### Exercise tasks:
• a. Write out the article on masks and the deaf community word for word, everything from "New Normal of" down to "mask these days.".
• b. Carry on the article about masks as a communication barrier for deaf and hard-of-hearing people, starting after its last sentence.
Exercise passage below:
New Normal of Masks Is an ‘Added Barrier' for Deaf and Hard-of-Hearing Community

"We have no other way if we can't hear and we can't see the words being formed on the mouth. It's a huge challenge," an American Sign Language expert said

LIONEL BONAVENTURE/AFP via Getty Images

French leather creator Anissa Mekrabech, 30 year-old, wearing the protective face mask she created for the deaf and the hearing-impaired people poses in Toulouse, southern France on April 14, 2020, during a strict lockdown across France to stop the spread of COVID-19, caused by the novel coronavirus. – “Your lips are my ears”: under this slogan, Anissa Mekrabech from Toulouse, southern France, has just launched a crowdfunding to develop a transparent “inclusive” mask allowing the lip reading for the deaf and the hearing-impaired people.

No outfit is complete without a mask these days.

Recommended by the Centers for Disease Control and Prevention and sometimes required by businesses, face coverings have become a new social standard in many parts of America. But while masks serve as barriers to the spread of COVID-19, they've also become an additional barrier in communicating for those who are deaf and hard of hearing.
End of Exercise passage.
Material shown below:
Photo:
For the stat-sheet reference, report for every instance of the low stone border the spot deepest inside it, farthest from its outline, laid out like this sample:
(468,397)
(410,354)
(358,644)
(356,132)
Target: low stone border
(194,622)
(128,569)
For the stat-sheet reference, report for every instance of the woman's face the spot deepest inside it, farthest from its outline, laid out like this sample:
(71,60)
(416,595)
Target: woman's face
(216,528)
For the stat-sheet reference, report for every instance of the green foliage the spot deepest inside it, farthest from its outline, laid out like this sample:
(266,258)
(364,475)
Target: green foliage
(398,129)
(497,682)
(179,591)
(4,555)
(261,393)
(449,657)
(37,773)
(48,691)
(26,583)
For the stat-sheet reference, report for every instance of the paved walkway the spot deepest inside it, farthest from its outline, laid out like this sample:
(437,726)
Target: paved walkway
End of Material shown.
### Task-by-task answers:
• a.
New Normal of Masks Is an ‘Added Barrier' for Deaf and Hard-of-Hearing Community

"We have no other way if we can't hear and we can't see the words being formed on the mouth. It's a huge challenge," an American Sign Language expert said

LIONEL BONAVENTURE/AFP via Getty Images

French leather creator Anissa Mekrabech, 30 year-old, wearing the protective face mask she created for the deaf and the hearing-impaired people poses in Toulouse, southern France on April 14, 2020, during a strict lockdown across France to stop the spread of COVID-19, caused by the novel coronavirus. – “Your lips are my ears”: under this slogan, Anissa Mekrabech from Toulouse, southern France, has just launched a crowdfunding to develop a transparent “inclusive” mask allowing the lip reading for the deaf and the hearing-impaired people.

No outfit is complete without a mask these days.

• b.
"The best word to describe it would be a challenge," Brenda Schertz, a senior lecturer of American Sign Language at Cornell University, said in an ASL-interpreted phone call with NBC News. With 48 million Americans who are deaf or hard of hearing, according to a 2011 Johns Hopkins University study, the problem affects a significant part of the population on a daily level.

"Going into the grocery story or the bank or really any other public place, we are heavily dependent on facial expression and visual cues on peoples' faces, and some of us can lip-read ... and no longer do we have access to that, because everyone has masks on."